--- Dataset content ---
## Start

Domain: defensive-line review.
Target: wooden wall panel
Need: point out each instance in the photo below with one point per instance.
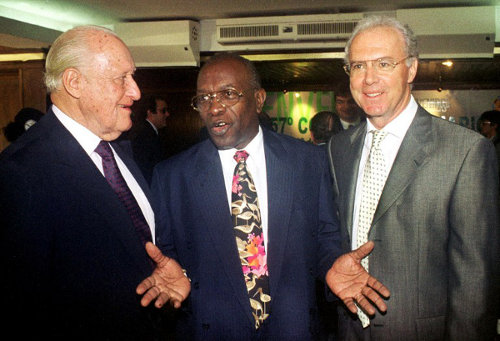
(11, 99)
(21, 85)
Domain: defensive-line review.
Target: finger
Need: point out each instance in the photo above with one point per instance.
(149, 296)
(365, 305)
(349, 303)
(144, 286)
(154, 252)
(379, 287)
(375, 299)
(363, 251)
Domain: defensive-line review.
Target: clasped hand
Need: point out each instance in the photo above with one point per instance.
(353, 284)
(166, 284)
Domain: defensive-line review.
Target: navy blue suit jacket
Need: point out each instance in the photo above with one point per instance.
(195, 226)
(70, 256)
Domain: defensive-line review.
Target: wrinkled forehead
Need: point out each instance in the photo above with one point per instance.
(222, 74)
(381, 40)
(109, 53)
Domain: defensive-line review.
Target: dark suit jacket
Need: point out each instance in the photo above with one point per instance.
(195, 226)
(70, 256)
(435, 231)
(146, 146)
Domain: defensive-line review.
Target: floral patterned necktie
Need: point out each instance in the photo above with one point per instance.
(250, 238)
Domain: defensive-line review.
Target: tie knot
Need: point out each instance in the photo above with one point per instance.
(378, 136)
(240, 156)
(104, 150)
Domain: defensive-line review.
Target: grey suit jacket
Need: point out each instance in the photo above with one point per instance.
(435, 231)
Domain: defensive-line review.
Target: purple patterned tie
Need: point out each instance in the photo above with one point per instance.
(117, 182)
(250, 239)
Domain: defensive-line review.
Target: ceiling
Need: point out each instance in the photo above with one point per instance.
(32, 25)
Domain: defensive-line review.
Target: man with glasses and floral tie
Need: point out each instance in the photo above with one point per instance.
(248, 214)
(424, 190)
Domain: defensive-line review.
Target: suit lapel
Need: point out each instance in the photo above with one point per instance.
(208, 184)
(280, 189)
(84, 178)
(412, 154)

## End

--- What you are asked to do ---
Repeat each entry above word for word, leaving every picture out.

--- Result of this exercise ---
Domain: defensive-line review.
Target: wooden wall panel
Need: point out each instance in the photo below with one point per instance.
(11, 99)
(21, 85)
Domain: defensive-line review.
Target: finger
Need: point out each instance in the photo above with one point per instance.
(149, 296)
(365, 305)
(349, 303)
(144, 286)
(154, 252)
(379, 287)
(375, 299)
(363, 251)
Domain: defensive-line review.
Target: clasped hand
Need: point out each instance in the photo above with one point per instance.
(353, 284)
(166, 284)
Domain: defensive-line review.
Target: navy blue suit jacket
Need: point out each instance in the photo above with one point per instance.
(195, 226)
(70, 256)
Domain: defensive-line review.
Target: wrinkled forehead
Need: point out each instance in the photo above with one point per instance.
(222, 74)
(381, 40)
(109, 53)
Domain: defensive-line review.
Target: dark suit jacket
Need: point out each instance in the photo above with one point per instance.
(195, 226)
(70, 256)
(435, 231)
(146, 146)
Domain: defensive-line review.
Target: floral patterned necktie
Need: point out each instance in the photo above with one point per instance.
(250, 238)
Domain: defensive-line review.
Target: tie knot
Need: point out each instance in the photo above with one point per instance.
(378, 136)
(240, 156)
(104, 150)
Domain: defensive-line review.
Target: grey suit jacket
Need: point out each instance in the photo above with one point per instance.
(435, 231)
Domain: defensive-line review.
Target: purple patterned tie
Need: point out each instance in the photo above with one point per instance.
(117, 182)
(250, 239)
Domain: defensive-line review.
Target: ceiling
Need: point out each instance in the photo above with one point per instance.
(32, 25)
Domain: defensive-line review.
Target: man with glasses and floral tie
Need: point out each instance in the photo above with one point per instance.
(248, 214)
(424, 190)
Domain: defensive-line review.
Target: suit lapel
Need: point out each instance in the photo above with one point per instance.
(208, 184)
(280, 189)
(84, 178)
(412, 154)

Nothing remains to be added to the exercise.